本文抜粋:
——————————
共同生活が難しく、自宅で我慢する人々も…2次避難所の新設が急務
小川彩佳キャスター:
取材した藤森さんに伝えてもらいます。

藤森祥平キャスター:
取材させていただいた孤立した地区は、震災が発生した初日から、何とか皆さんやりくりして過ごしています。自宅にあった食べ物とか飲み物とかを、かき集めて持ち寄った。今も食事は1日わずか2回です。
持ち寄った灯油は発電機用に使い、わずかな明かりとストーブで数日間、耐え忍んでいるということです。
それから薬など、どうしても必要なものは、土砂崩れの寸断箇所を自分たちで越えて、市の中心部へ寒さの中1時間以上かけて歩いて取りに行った。
車の使えない状況の中でも、少しずつ物資を整えて集めていったということですが、他の地域からの被災情報は届いていませんので、怖い思いをしながら皆さん協力し合って、避難の生活を送っているということです。

そんな中、ようやく(地震から)9日目になって、自衛隊による空からの物資が届きました。これによってかなり安心した声が広がったそうですが、その先にもまだ孤立している地区がいくつもあり、その地区ともらった物資を分け与えているということですから、十分な備蓄という状態にはまだまだ程遠い現実があります。
小川キャスター:
それぞれ状況も、そしてニーズも異なってくると思います。
藤森さんはさまざまな避難所を取材したということですけれども、1週間以上が経過して、今の避難所の課題というのは、これもまちまちだとは思うのですが、どういったところにあると感じていますか。
藤森キャスター:
さまざまな中でも、やはり生活用水の確保の重要性を皆さんおっしゃっています。ろくにまだトイレが使えない状況が広がっていて、川の水を自分たちで何度も何度も汲みに行ったりですとか、雪解けの水を使って自分の髪の毛を少し洗うなどしているということです。
どこの避難所も衛生面、感染症の心配をしている状況で、マスクや消毒用のアルコールも十分足りません。
——————————
課題:
• 1. 避難生活を伝える本文から、次の一文を英語に訳せ。「持ち寄った灯油は発電機用に使い、わずかな明かりとストーブで数日間、耐え忍んでいるということです。」
• 2. 避難生活を伝える本文の最後の文に続けて、その先を書け。

テキストと画像領域の対応データ
——————————
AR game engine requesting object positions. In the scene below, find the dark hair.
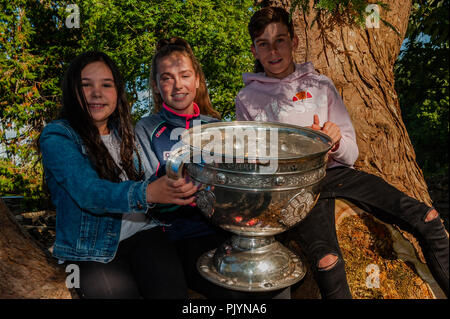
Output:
[248,7,295,72]
[150,37,221,119]
[59,51,143,182]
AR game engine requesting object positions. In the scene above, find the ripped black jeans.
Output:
[290,167,449,299]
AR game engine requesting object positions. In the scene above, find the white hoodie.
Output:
[236,62,358,168]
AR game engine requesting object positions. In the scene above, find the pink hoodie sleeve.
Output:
[327,78,359,167]
[236,96,253,121]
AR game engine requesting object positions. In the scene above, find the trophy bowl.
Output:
[166,121,332,292]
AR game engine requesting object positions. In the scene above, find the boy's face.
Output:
[251,22,298,79]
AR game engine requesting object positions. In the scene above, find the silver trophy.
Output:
[166,121,332,292]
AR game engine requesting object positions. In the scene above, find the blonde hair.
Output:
[150,37,221,119]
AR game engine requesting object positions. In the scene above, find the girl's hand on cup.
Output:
[147,175,197,205]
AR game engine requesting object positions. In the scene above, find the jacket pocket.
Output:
[77,210,101,254]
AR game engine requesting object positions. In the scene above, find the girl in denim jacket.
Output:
[236,7,449,298]
[39,52,197,298]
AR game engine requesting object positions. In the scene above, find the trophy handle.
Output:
[166,146,190,179]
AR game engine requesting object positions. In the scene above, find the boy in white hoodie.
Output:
[236,7,449,298]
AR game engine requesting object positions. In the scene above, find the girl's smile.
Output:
[81,61,117,135]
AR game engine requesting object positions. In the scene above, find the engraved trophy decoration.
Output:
[166,121,332,292]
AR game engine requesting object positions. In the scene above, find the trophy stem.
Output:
[197,235,306,292]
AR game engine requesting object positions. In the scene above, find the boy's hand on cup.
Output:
[147,175,197,205]
[311,114,342,152]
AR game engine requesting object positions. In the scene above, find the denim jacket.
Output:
[39,120,157,263]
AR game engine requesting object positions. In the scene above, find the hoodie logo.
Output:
[292,91,312,102]
[155,126,167,137]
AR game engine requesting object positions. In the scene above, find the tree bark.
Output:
[0,199,72,299]
[260,0,432,261]
[256,0,442,298]
[263,0,431,205]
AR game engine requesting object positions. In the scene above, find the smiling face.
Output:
[81,61,117,135]
[154,53,199,114]
[251,22,298,79]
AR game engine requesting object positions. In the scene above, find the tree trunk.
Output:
[0,199,71,299]
[263,0,431,205]
[256,0,442,300]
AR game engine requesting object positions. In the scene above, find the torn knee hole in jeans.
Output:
[318,254,339,271]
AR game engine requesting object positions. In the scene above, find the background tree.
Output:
[0,0,253,210]
[394,0,450,178]
[0,0,448,297]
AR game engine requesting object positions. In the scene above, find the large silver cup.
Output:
[166,121,332,291]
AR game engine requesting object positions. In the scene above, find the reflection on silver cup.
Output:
[166,121,332,291]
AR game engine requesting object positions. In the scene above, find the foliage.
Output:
[0,0,253,210]
[0,159,49,211]
[395,0,449,175]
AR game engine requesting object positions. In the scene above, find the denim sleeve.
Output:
[39,123,150,214]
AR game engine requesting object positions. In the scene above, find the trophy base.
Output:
[197,235,306,292]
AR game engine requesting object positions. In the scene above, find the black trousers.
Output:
[290,167,449,299]
[72,227,188,299]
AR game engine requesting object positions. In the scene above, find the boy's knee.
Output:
[319,254,339,270]
[425,209,439,223]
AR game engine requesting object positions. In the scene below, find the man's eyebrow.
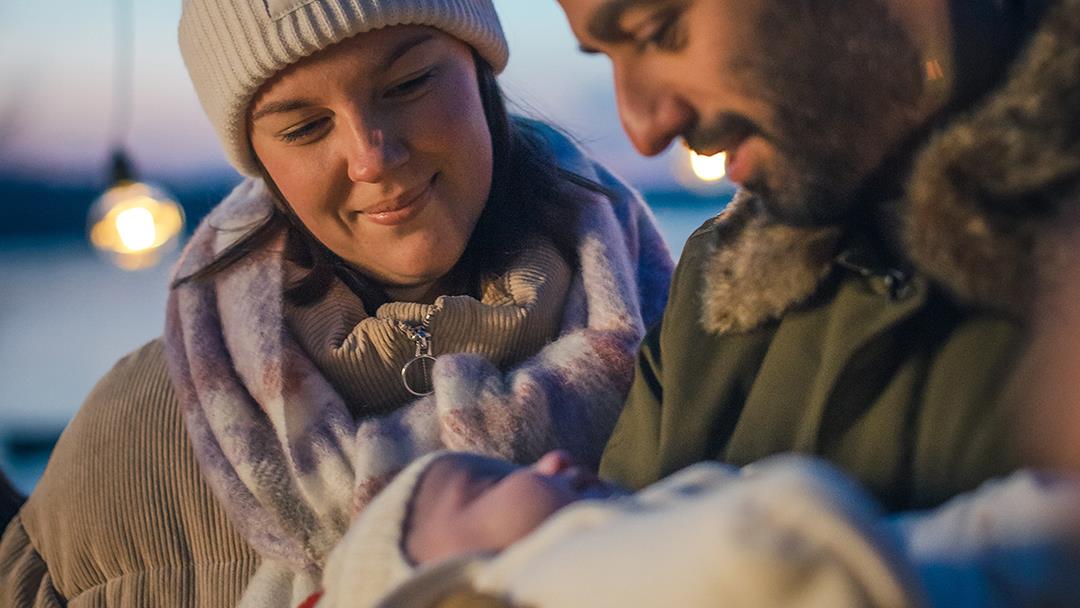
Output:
[252,31,435,122]
[581,0,662,47]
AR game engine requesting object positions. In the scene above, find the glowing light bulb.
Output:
[87,181,184,270]
[117,207,157,252]
[688,150,728,181]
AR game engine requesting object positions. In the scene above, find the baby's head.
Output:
[402,450,612,565]
[320,450,619,606]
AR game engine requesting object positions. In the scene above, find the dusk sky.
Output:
[0,0,674,188]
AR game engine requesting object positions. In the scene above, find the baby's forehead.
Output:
[421,452,521,484]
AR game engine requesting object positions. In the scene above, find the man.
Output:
[559,0,1080,510]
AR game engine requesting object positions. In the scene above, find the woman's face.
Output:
[251,26,492,301]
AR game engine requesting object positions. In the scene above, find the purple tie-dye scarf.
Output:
[165,142,672,576]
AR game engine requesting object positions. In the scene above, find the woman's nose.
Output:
[345,124,408,183]
[615,61,696,157]
[532,449,575,475]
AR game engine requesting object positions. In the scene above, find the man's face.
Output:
[558,0,922,224]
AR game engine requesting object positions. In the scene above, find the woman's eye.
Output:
[387,69,435,97]
[637,9,684,53]
[279,118,330,144]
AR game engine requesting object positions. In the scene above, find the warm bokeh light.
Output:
[688,150,728,181]
[117,207,157,252]
[89,181,184,270]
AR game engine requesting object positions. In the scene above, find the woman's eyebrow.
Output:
[252,31,435,122]
[381,31,435,69]
[252,99,314,122]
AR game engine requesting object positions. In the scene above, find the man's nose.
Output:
[343,118,409,183]
[615,61,696,157]
[532,449,573,475]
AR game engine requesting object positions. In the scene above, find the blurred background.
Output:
[0,0,732,491]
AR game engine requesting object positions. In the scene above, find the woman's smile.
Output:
[356,173,438,226]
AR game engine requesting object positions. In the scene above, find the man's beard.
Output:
[687,0,923,225]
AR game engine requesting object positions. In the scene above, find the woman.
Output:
[0,0,671,606]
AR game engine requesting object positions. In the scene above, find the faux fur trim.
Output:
[701,192,841,334]
[701,0,1080,334]
[904,0,1080,317]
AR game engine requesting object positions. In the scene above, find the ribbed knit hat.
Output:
[179,0,510,176]
[318,450,454,608]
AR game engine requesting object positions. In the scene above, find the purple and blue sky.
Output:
[0,0,675,188]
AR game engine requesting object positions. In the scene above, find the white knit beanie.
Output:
[179,0,510,176]
[318,450,454,608]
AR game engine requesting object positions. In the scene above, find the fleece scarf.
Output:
[165,130,672,605]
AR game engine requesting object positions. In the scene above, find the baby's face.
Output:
[405,451,616,564]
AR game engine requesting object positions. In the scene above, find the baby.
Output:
[318,451,1080,608]
[319,451,941,608]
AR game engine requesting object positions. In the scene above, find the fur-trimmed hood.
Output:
[701,0,1080,333]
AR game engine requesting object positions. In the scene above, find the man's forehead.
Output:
[559,0,686,43]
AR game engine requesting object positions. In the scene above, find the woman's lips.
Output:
[360,174,438,226]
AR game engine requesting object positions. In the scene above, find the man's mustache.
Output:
[683,112,765,154]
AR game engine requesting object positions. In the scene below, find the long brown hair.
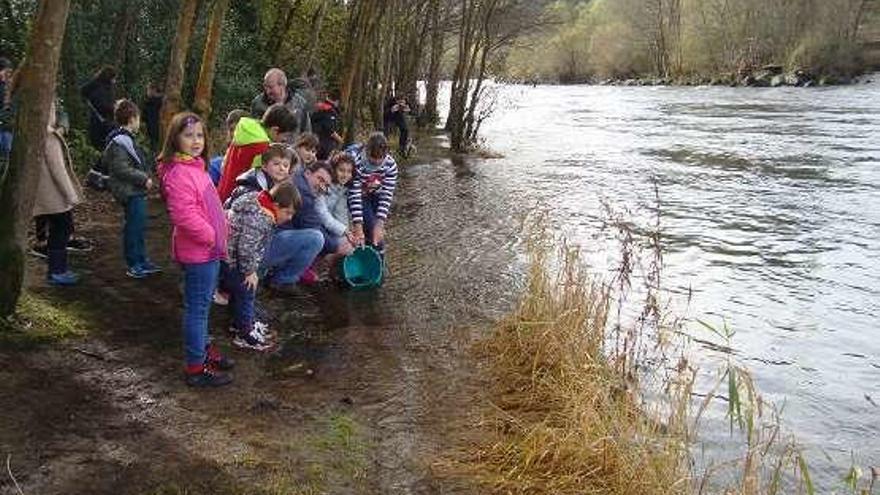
——————————
解答:
• 1. They are using the kerosene they pooled for the generator, and they have been enduring for several days with only a little light and a stove.

• 2.
また、情報収集があまりできないところというのは、噂レベルで不安を煽るような情報にすごく敏感になってしまうということで、これがまた不安をかきたてるという悪循環を生んでいるようです。

さらにもう一つお伝えしたいのは、共同生活をすることが難しい人たちに対するケアの問題です。たとえば障害のある方ですとか、持病があったり、細やかな医療ケアが必要な方々が多くいらっしゃいます。この避難所で共同で生活する人が難しいという状況です。
そういった人たちは、もう自宅で我慢して生活を続けるしかない。自分たちでまた物資を調達しに行かなくてはいけないということです。
急激な環境の変化についていけない人もたくさんいますので、今回お話を聞いた方々も安心して過ごせる福祉避難所の開設が、一刻も早く進んでほしいと願う声が集まりました。
輪島市内ではもう、すでに満員状態の避難所もあります。いわゆる災害関連死など、命の危険につながるような、そういったものを解消するために2次避難所などを新たに設けることは、非常に重要な視点で取り組まなければいけないと思います。
ただ、1人1人皆さんのさまざまな声を聞かないと、作ったからみんながすぐに移動できる、どこか遠くの地域に移動できる、そんな簡単な話ではありません。
課題は山ほどある中で、そういった皆さんの声を聞きながら、先のことが見えないという声も大事にしながら、まずは人命救助、そして復旧活動を少しでも加速するよう願うばかりです。